» **AUFGABENSTELLUNG**:
1. Beantworte anhand des Interviews über die Familiengeschichte:
(a) Bei welchem Sender waren beide Eltern angestellt?
(b) Bei welchem Sender wurde dem Vater eine Stelle in München angeboten?
(c) Wo begann die Mutter nach dem Umzug zu ihrer Mutter zu arbeiten?
2. Gib den Abschnitt des Interviews über die Familiengeschichte von „Meine Mutter ist“ bis einschließlich „Sehnsuchtsort – zu kommen.“ wortgetreu wieder.
3. Führe das Interview über die Familiengeschichte im Anschluss an seinen letzten Satz weiter.

» **LESETEXT**:
Bist du gebürtige Engländerin oder waren deine Eltern gerade da im Urlaub?

Meine Mutter ist Deutsche, mein Vater ungarischer Slowake. Beide waren damals beim BBC Radio angestellt – sie im German Service, er war eine Art Sonderbeauftragter für alles hinterm eisernen Vorhang. Da haben sie sich kennengelernt. Mein Vater war ein paar Jahre davor aus dem slowakischen Teil der ehemaligen Tschechoslowakei nach England geflüchtet – im Kofferraum, nur mit Badehose und Pass. So hat er das zumindest immer erzählt.

Dann haben wir ja eine ähnliche Geschichte. Mein Vater ist Anfang der Siebziger aus der DDR in den Westen geflohen.

Für mich war das immer wie ein Abenteuermärchen, also die Geschichte: Zu der gehörte bei meinem Vater auch noch die Affäre mit einer Italienerin, deren Schwester einen Mafiafreund hatte, der ihm half, auf ein Schiff nach England – sein Sehnsuchtsort – zu kommen.

Bist du in London aufgewachsen?

Zuerst in Camden, dann in Walthamstow, in einem kleinen Reihenhaus. Aber nach etwa vier Jahren wurde meinem Vater eine Stelle beim Radio Freies Europa in München angeboten. Da wurde ihm sehr viel mehr bezahlt. Und da London teuer war, sind meine Eltern nach München gezogen. Mein Vater war immer unglücklich darüber. Er wäre wohl lieber in London geblieben und fand Deutschland und Deutsche irgendwie verachtenswert.

Und deine Mutter?

Die war auch unglücklich in München mit meinem kleinen Bruder und mir allein zuhause ohne Job. Sie wollte das Hausfrauenleben nicht mehr, hat uns Kinder eingepackt, ist mit uns zu ihrer Mutter nach Barsinghausen, einer kleinen Kleinstadt bei Hannover, gezogen und hat angefangen beim NDR in Kiel zu arbeiten. Mein Bruder und ich waren dann ein paar Jahre bei unserer Oma.

Eingepackt = sich von deinem Vater getrennt?

Sie hat sich zumindest räumlich von ihm getrennt. Wir sind auch noch mal für eine Weile zu unserem Vater nach München zurück. Meine Eltern hatten jahrelang so eine On-Off-Beziehung. Wussten nicht so recht. Urlaube und Weihnachten haben wir auch zusammen verbracht, aber dann sind immer die Fetzen geflogen. Mein Bruder und ich waren also immer froh, wenn diese Familienexperimentphasen vorbei waren.

Woran lag das Fetzenfliegen? Dass sie ihre Unzufriedenheit mit dem Leben in Deutschland aneinander ausließen?

» **VORLIEGENDES MATERIAL**:
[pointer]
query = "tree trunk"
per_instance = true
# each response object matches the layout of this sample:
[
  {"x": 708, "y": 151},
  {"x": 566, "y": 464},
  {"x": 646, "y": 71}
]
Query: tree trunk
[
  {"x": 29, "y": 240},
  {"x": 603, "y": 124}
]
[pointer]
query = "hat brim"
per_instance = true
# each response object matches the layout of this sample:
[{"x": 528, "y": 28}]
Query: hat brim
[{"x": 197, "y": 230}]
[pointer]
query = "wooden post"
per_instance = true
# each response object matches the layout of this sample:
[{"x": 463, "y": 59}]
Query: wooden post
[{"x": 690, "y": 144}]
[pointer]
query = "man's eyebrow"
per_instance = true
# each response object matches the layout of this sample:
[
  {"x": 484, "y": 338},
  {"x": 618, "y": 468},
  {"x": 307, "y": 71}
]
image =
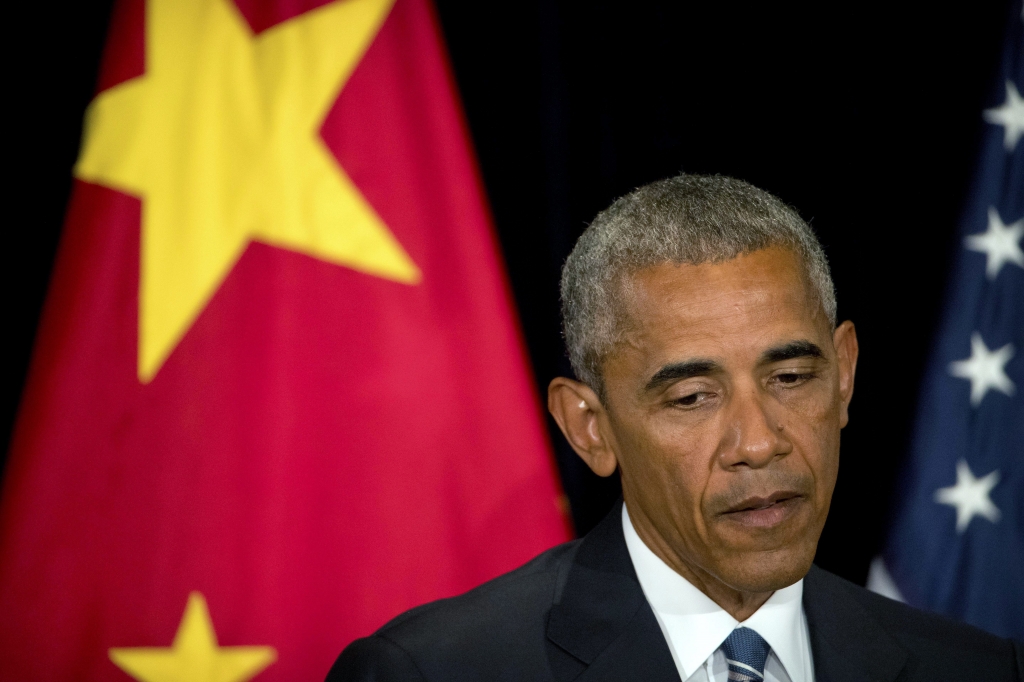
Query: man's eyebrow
[
  {"x": 791, "y": 350},
  {"x": 677, "y": 371}
]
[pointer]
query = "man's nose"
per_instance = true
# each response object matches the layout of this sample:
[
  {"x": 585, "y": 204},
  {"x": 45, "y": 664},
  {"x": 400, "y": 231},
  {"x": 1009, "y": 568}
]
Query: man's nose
[{"x": 754, "y": 433}]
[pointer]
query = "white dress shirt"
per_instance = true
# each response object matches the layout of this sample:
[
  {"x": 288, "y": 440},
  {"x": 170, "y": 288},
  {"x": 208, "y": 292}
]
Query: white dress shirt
[{"x": 694, "y": 626}]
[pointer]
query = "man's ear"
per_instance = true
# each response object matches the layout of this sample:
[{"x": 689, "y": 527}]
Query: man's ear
[
  {"x": 847, "y": 348},
  {"x": 577, "y": 409}
]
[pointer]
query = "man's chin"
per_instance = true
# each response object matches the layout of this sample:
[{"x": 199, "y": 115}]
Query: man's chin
[{"x": 762, "y": 571}]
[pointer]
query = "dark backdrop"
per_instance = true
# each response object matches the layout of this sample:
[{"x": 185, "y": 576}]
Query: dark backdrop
[{"x": 864, "y": 116}]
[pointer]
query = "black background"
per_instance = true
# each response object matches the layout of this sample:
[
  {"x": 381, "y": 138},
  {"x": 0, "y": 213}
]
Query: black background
[{"x": 863, "y": 116}]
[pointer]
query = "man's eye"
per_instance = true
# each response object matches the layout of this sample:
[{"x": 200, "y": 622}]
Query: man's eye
[{"x": 691, "y": 399}]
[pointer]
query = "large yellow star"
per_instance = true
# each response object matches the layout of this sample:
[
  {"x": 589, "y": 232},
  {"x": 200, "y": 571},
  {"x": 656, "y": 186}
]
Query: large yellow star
[
  {"x": 195, "y": 655},
  {"x": 220, "y": 140}
]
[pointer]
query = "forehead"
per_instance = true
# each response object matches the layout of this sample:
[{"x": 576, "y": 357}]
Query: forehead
[{"x": 714, "y": 310}]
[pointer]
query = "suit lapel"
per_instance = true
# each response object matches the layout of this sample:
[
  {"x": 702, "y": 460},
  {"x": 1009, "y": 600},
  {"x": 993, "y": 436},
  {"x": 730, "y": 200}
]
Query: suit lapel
[
  {"x": 847, "y": 643},
  {"x": 601, "y": 616}
]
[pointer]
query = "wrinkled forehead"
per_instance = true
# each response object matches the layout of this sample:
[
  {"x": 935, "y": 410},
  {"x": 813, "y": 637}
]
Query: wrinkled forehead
[{"x": 749, "y": 301}]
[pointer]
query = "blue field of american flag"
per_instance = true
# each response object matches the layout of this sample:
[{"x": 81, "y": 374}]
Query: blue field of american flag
[{"x": 956, "y": 541}]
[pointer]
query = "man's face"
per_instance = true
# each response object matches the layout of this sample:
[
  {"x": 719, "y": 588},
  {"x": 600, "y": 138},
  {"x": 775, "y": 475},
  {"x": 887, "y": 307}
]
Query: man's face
[{"x": 723, "y": 408}]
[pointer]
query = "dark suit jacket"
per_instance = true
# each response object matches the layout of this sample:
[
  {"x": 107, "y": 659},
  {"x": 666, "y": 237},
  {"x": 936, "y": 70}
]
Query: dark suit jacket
[{"x": 578, "y": 612}]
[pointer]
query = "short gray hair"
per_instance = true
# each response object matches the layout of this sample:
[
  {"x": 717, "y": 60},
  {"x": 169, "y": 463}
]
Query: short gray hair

» **LÖSUNGEN**:
1.
(a) Beim BBC Radio.
(b) Beim Radio Freies Europa.
(c) Beim NDR in Kiel.

2.
Meine Mutter ist Deutsche, mein Vater ungarischer Slowake. Beide waren damals beim BBC Radio angestellt – sie im German Service, er war eine Art Sonderbeauftragter für alles hinterm eisernen Vorhang. Da haben sie sich kennengelernt. Mein Vater war ein paar Jahre davor aus dem slowakischen Teil der ehemaligen Tschechoslowakei nach England geflüchtet – im Kofferraum, nur mit Badehose und Pass. So hat er das zumindest immer erzählt.

Dann haben wir ja eine ähnliche Geschichte. Mein Vater ist Anfang der Siebziger aus der DDR in den Westen geflohen.

Für mich war das immer wie ein Abenteuermärchen, also die Geschichte: Zu der gehörte bei meinem Vater auch noch die Affäre mit einer Italienerin, deren Schwester einen Mafiafreund hatte, der ihm half, auf ein Schiff nach England – sein Sehnsuchtsort – zu kommen.

3.
Keine Ahnung. Ich glaube, das waren auch kulturelle Differenzen. Und mein Vater hat auch zu viel getrunken und war ein bisschen sadistisch drauf. Die Frau nach meiner Mutter hat er auch immer fertig gemacht. Ich glaube, er hatte immer viel Selbsthass, den er dann an seinem Umfeld ausgelassen hat. Rückblickend betrachtet habe ich auch den Eindruck, dass er komplett depressiv war, eigentlich seit ich mich erinnern kann. Und meine Mutter hat den Fehler gemacht, sich nicht einfach scheiden zu lassen, sondern ewig an so einer Idealvorstellung von Ehe und Familie festzuhalten. Als ich etwa zwölf Jahre alt war hab ich zum ersten Mal zu meiner Mutter gesagt, dass sie sich doch bitte einfach scheiden lassen soll. Es war wirklich ziemlich anstrengend mit den beiden.

Du sprichst von deinem Vater in der Vergangenheitsform. Weil er gestorben ist?

Ja, vor drei Jahren. Er war dreizehn Jahre davor einfach verschwunden, in gewisser Hinsicht hatte ich ihn schon begraben. Es war dann aber doch ein Schock, auch weil er sich plötzlich wieder gemeldet hat, nur um zu sagen: Ich sterbe.

Einfach verschwunden?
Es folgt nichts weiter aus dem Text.